## Description of the task
When the line with "pixel 489 77" is reached, include it and stop; before that, copy each line of the listing exactly from the first.

## Exercise material
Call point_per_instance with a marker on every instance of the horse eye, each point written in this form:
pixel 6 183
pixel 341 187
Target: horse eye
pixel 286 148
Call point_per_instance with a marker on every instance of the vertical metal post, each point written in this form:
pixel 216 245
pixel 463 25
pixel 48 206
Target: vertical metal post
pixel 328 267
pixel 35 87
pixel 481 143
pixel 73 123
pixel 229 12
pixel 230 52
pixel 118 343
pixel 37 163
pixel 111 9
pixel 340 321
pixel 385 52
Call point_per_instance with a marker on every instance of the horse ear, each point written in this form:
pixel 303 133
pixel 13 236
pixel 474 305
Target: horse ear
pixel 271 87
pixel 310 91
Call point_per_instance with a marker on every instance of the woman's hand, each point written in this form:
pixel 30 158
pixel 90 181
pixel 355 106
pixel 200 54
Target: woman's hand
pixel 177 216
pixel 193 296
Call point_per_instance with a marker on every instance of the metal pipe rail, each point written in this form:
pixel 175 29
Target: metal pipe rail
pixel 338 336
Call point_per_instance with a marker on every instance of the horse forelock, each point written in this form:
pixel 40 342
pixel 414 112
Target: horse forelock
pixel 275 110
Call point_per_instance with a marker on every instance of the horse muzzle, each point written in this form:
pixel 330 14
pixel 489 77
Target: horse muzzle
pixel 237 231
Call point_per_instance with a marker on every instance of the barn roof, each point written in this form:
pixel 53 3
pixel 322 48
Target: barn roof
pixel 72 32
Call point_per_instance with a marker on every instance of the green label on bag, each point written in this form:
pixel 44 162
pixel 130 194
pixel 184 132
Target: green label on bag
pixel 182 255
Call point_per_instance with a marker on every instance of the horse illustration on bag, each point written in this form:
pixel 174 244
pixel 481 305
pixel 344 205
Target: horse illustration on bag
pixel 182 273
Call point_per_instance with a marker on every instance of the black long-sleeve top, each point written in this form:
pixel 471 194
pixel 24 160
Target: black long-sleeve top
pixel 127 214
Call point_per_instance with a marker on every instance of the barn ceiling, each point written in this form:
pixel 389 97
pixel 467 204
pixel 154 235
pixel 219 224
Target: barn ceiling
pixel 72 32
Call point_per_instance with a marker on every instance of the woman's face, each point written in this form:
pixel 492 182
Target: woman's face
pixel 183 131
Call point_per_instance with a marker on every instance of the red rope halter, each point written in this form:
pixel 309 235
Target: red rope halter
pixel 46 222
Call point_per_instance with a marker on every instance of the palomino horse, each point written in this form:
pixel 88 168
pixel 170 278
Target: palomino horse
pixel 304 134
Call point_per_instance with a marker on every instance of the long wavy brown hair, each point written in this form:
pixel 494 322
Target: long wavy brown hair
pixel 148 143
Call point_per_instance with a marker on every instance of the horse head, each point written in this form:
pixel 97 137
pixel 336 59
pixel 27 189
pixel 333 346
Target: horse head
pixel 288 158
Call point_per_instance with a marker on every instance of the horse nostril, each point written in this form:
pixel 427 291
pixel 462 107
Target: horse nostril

## Exercise output
Call point_per_instance with a marker on every instance of the horse eye, each point written in this form:
pixel 6 183
pixel 341 187
Target: horse eye
pixel 286 148
Call point_per_instance with a marker on every instance of the vertical metal post, each point written in this form:
pixel 216 245
pixel 463 25
pixel 48 206
Target: vertical metal post
pixel 328 267
pixel 35 87
pixel 481 143
pixel 73 123
pixel 229 12
pixel 230 52
pixel 118 343
pixel 37 163
pixel 111 9
pixel 340 321
pixel 385 52
Call point_per_instance with a marker on every instance of the horse ear, each point written in this form:
pixel 303 133
pixel 13 236
pixel 474 305
Target: horse ear
pixel 271 87
pixel 310 91
Call point_per_instance with a marker on every instance of the woman's hand, each point written in this form:
pixel 30 158
pixel 90 181
pixel 355 106
pixel 200 54
Target: woman's hand
pixel 177 216
pixel 193 296
Call point_per_instance with a marker on every instance of the metal pipe rail, each point written in this form:
pixel 175 29
Target: metal pipe rail
pixel 338 336
Call point_per_instance with a marker on every instance of the horse forelock, each point written in this form:
pixel 40 342
pixel 414 112
Target: horse forelock
pixel 275 110
Call point_per_instance with a marker on every instance of the horse muzzle, each point written in this form:
pixel 330 14
pixel 489 77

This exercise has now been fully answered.